··· Bagian Dokumen ···

Penangkapan Ustadz Alfian Tanjung ketika beliau berbicara lantang tentang kebangkitan PKI dan secara terang menderang menyebutkan nama-nama tokoh PKI tersebut, maka tidak lama berselang beliau ditangkap. Sementara seorang Rika Tjiptaning kader PDIP yang menulis buku “Aku Bangga Menjadi Anak PKI” dan buku “Anak PKI Masuk Parlemen” tidak tersentuh kasus hukum sama sekali. Kemudian seorang peserta aksi pembawa bendera tauhid dicap sebagai pendukung HTI (ormas yang dibubarkan sepihak oleh negara melalui kementrian Hukum dan HAM), beliau ditangkap walaupun setelah itu dibebaskan dengan desakan berbagai tokoh dan juga umat islam. Pembunuhan Ulama yang konon katanya dilakukan oleh orang gila. Kalau dilihat kasus per kasus maka seakan-akan kita kembali ke era orde lama dan orde baru, dimana terjadi penangkapan dan pembunuhan ulama dan santri, penangkapan tokoh-tokoh nasional yan berseberangan dengan rezim.

··· Informasi Tercatat ···

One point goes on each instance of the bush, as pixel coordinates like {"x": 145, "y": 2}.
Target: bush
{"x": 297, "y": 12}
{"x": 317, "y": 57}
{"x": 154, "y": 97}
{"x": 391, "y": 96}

···

▶ Tujuan:
**1.** Jawab pertanyaan berikut berdasarkan teks tentang penangkapan ulama.
(a) Rika Tjiptaning disebut sebagai kader partai apa?
(b) Melalui kementerian apa negara membubarkan HTI?
(c) Menurut kabar yang disebut, siapa pelaku pembunuhan ulama?
**2.** Teruskan teks tentang penangkapan ulama mulai setelah kalimat terakhirnya.

▶ Hasil per Tugas:
**1.**
(a) PDIP.
(b) Kementrian Hukum dan HAM.
(c) Orang gila.

**2.**
Tentunya yang paling hangat adalah persekusi Neno Warisman dengan tagar 2019 ganti presiden, dua kali beliau mengalami persekusi : Batam dan Pekanbaru, lebih menyedihkan lagi itu terjadi didepan aparat dan objek vital bandara yang seharusnya tidak boleh terjadi tindakan anarkis dan kekerasan fisik. Sementara tagar 2019 tetap jokowi terlaksana dengan lancar tanpa ada intimidasi dari pihak dan ormas manapun, sedangkan tagar 2019 Ganti Presiden dibeberapa tempat senantiasa mendapatkan persekusi.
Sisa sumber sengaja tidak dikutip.